[Records]
::::

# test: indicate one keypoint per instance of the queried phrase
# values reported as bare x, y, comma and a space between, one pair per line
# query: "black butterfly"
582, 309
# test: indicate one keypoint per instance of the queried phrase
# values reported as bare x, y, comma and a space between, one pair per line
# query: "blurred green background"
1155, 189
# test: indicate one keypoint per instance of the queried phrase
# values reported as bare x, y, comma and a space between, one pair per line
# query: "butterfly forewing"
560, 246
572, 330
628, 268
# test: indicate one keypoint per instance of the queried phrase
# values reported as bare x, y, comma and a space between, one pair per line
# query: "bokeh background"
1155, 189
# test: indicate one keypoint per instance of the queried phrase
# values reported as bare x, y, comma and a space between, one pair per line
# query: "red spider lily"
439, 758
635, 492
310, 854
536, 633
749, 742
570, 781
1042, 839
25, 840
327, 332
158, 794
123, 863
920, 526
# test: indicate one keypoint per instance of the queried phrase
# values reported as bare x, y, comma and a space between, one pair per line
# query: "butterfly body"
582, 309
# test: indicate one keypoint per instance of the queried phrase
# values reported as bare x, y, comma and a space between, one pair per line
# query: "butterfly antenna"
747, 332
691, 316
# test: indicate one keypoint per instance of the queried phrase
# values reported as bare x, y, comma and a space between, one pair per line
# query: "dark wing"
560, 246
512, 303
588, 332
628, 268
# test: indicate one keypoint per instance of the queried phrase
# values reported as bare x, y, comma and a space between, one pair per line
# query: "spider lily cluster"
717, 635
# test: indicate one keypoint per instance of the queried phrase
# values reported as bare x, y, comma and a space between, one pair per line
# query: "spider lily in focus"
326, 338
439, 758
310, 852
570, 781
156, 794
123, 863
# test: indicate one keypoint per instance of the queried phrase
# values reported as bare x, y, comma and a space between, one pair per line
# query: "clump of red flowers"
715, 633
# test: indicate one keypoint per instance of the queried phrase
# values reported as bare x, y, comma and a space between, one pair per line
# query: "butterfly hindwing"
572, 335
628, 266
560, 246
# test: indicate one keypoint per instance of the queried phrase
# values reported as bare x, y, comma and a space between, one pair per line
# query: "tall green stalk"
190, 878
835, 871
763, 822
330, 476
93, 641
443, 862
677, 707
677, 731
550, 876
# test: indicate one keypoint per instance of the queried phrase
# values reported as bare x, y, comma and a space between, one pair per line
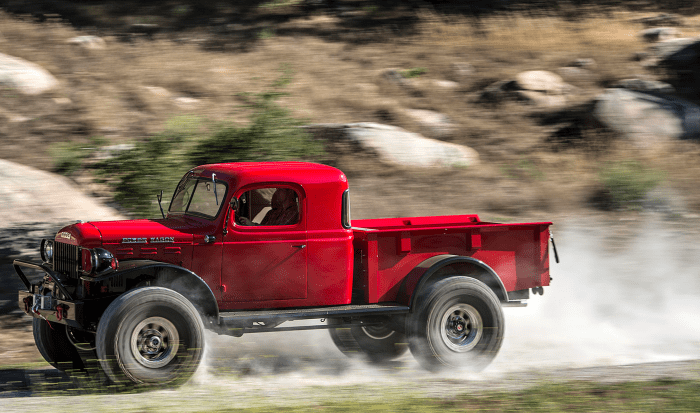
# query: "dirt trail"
622, 306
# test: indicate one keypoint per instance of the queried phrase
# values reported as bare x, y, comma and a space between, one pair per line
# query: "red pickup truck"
246, 247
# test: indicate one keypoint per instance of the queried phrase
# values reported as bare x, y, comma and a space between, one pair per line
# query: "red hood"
92, 234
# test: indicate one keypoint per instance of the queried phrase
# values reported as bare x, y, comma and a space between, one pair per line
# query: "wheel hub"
461, 327
154, 342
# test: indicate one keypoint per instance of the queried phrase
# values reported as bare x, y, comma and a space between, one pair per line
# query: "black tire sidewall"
425, 325
54, 345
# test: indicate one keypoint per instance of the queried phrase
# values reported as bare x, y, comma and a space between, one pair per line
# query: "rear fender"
442, 266
181, 280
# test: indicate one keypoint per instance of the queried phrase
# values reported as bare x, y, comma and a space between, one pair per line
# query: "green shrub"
414, 72
626, 183
159, 162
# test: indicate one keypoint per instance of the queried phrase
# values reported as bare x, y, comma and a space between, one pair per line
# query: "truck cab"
247, 247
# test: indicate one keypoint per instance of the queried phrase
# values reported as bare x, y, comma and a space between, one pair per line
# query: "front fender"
146, 272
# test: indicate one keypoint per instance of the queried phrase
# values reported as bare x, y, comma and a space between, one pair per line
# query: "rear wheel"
380, 342
55, 346
152, 336
457, 323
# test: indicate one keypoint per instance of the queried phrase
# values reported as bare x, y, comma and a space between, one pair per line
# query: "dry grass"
130, 89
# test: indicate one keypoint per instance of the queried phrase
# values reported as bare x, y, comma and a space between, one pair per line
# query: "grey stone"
541, 81
657, 34
680, 50
436, 123
28, 78
645, 85
575, 73
648, 120
463, 69
88, 42
664, 19
400, 147
536, 87
583, 63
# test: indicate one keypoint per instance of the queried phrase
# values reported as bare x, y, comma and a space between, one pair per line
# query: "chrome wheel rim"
461, 328
154, 342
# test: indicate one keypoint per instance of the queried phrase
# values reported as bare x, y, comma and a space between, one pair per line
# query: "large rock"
28, 78
398, 146
645, 85
657, 34
647, 119
535, 87
434, 123
680, 59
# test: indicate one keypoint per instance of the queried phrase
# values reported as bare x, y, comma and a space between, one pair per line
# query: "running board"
290, 314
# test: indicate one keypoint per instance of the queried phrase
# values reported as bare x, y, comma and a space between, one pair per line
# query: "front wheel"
55, 346
150, 336
457, 323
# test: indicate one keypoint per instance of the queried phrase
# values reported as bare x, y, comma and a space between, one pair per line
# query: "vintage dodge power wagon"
246, 247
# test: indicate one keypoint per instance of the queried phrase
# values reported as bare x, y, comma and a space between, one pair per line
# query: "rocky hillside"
506, 113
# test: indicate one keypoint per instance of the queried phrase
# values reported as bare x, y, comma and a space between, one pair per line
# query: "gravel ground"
622, 306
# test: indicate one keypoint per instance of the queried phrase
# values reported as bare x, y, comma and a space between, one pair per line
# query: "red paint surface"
310, 263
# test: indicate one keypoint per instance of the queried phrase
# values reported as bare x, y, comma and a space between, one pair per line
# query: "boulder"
663, 19
657, 34
645, 85
463, 70
28, 78
400, 147
680, 59
88, 42
535, 87
435, 123
647, 119
583, 63
572, 73
541, 81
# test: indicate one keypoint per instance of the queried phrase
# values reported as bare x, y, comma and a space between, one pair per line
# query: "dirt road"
622, 306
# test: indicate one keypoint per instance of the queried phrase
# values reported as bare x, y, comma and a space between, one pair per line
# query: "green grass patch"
414, 72
627, 182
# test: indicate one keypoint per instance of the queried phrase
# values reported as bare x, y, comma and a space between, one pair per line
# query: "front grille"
66, 259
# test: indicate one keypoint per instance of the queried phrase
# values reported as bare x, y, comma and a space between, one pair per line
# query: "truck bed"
387, 250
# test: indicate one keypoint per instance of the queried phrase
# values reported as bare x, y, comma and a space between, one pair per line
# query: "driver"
284, 209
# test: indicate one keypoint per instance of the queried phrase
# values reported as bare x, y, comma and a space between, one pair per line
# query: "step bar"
291, 314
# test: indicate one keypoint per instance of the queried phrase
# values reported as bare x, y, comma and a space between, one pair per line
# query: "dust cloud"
623, 294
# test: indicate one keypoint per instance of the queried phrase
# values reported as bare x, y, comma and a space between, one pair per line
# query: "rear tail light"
86, 261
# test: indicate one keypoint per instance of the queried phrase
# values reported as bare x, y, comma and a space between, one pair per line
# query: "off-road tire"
55, 347
457, 323
378, 343
150, 336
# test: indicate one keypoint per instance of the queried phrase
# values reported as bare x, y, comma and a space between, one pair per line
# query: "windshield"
196, 196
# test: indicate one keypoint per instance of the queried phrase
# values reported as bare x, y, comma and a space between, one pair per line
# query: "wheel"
457, 323
55, 346
378, 342
151, 336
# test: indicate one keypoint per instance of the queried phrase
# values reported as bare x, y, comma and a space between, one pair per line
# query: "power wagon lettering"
264, 244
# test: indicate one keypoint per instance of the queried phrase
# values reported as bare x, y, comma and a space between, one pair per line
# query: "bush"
159, 162
627, 183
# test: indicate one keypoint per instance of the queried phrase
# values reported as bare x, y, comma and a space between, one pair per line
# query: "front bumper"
46, 306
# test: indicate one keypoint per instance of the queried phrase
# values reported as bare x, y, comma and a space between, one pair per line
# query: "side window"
269, 206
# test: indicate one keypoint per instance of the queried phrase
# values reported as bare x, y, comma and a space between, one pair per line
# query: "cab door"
264, 263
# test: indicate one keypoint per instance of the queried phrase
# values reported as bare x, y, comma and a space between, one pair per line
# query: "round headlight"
47, 251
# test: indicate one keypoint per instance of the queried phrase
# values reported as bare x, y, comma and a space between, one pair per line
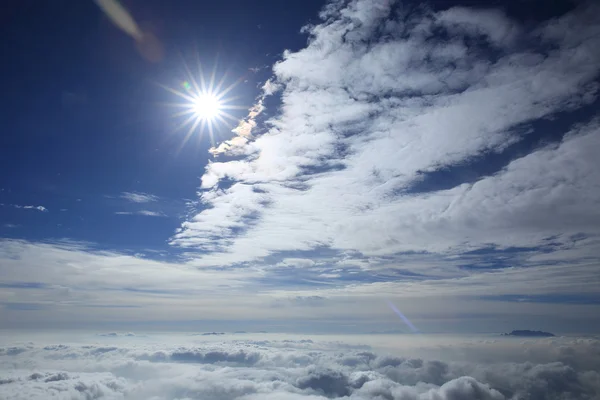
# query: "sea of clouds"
268, 366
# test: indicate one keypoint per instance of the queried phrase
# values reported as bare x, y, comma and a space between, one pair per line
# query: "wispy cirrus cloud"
138, 197
380, 101
26, 207
146, 213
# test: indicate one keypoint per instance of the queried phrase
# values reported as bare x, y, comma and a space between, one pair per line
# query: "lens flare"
205, 104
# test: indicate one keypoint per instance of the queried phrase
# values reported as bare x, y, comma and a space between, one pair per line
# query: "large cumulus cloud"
385, 94
291, 369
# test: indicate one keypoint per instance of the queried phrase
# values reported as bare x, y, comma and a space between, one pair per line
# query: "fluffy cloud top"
381, 100
294, 369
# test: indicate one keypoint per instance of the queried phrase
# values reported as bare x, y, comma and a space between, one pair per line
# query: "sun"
205, 104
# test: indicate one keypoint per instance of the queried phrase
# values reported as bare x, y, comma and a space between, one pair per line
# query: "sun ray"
206, 103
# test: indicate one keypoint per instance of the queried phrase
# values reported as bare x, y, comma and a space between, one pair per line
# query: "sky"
384, 166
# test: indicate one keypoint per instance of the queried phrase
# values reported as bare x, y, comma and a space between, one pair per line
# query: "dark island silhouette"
528, 333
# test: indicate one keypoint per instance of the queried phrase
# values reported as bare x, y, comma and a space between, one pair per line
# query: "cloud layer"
278, 368
381, 100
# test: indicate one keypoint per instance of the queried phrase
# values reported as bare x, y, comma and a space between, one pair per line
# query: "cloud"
26, 207
146, 213
153, 368
137, 197
380, 101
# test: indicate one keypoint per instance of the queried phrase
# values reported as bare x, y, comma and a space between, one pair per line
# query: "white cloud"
27, 207
172, 367
138, 197
146, 213
374, 102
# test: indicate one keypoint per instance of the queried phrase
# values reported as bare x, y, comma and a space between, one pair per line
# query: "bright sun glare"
205, 104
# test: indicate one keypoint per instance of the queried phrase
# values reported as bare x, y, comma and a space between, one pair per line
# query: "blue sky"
440, 157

::::

▸ **Written request**
Count the lines in the items that contain the string "spider", treating uppercase and lowercase as different. Reply with only that number.

▸ **Expected output**
3